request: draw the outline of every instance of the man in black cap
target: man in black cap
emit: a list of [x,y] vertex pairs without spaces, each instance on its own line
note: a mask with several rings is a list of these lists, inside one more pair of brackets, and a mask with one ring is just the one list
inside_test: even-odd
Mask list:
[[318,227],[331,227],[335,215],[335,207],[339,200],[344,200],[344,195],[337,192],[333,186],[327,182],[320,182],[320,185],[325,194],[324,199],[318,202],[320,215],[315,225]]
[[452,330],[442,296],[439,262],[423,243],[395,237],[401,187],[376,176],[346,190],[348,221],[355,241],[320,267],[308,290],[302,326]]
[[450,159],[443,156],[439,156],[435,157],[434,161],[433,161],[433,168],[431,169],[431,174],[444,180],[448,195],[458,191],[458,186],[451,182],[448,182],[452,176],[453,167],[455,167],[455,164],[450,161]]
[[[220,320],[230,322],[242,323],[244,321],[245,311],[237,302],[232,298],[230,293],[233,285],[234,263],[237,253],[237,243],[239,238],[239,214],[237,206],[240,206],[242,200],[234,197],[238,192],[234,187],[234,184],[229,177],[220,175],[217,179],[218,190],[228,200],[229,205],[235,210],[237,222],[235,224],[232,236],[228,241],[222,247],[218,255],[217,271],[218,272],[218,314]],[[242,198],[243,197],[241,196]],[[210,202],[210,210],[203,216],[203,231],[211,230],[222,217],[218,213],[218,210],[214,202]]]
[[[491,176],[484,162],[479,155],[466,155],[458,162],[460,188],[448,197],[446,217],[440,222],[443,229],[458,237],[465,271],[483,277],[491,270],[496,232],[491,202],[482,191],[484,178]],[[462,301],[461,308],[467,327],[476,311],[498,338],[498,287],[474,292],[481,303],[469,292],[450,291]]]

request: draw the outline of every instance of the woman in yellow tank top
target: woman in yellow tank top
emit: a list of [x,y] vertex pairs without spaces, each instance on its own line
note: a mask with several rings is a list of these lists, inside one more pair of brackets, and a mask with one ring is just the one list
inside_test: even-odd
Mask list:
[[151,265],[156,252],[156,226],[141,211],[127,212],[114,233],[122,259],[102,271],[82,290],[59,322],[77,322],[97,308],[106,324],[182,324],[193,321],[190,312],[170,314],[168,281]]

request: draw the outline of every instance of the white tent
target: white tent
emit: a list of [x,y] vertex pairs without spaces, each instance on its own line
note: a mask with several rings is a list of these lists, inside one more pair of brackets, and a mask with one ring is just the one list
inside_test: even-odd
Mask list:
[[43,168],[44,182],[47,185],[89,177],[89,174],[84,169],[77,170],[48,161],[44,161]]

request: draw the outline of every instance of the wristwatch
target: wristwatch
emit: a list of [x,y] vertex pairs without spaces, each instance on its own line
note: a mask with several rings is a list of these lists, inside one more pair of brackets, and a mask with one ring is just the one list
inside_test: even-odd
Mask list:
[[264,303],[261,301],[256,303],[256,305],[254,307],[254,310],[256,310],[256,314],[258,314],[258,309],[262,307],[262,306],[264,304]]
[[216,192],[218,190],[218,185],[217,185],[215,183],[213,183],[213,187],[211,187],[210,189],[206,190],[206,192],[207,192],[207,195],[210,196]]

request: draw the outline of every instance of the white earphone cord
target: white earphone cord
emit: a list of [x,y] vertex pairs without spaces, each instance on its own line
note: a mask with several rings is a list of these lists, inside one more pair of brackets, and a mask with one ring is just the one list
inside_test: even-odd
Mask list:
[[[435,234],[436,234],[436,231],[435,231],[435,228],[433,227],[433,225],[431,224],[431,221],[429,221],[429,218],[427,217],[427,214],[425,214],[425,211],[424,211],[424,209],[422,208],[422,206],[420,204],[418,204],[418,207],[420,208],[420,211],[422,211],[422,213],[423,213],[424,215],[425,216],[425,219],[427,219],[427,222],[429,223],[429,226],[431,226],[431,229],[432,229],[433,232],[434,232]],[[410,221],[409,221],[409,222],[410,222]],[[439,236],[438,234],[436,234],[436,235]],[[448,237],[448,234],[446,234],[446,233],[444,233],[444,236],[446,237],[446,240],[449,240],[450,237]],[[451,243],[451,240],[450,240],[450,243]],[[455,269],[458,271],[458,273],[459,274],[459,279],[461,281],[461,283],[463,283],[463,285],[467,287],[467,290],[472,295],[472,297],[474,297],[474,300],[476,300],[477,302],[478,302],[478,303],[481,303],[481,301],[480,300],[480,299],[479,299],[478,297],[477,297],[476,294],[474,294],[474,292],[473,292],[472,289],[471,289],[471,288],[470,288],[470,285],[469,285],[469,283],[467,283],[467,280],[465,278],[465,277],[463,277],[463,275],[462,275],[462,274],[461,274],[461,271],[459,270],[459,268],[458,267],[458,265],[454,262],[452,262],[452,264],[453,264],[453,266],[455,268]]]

---

GIVEN REQUEST:
Count the lines above that contain the string "tank", with uppercase and lowercase treated as different, and reply with only that number.

RESPONSE FOR THIS EXERCISE:
2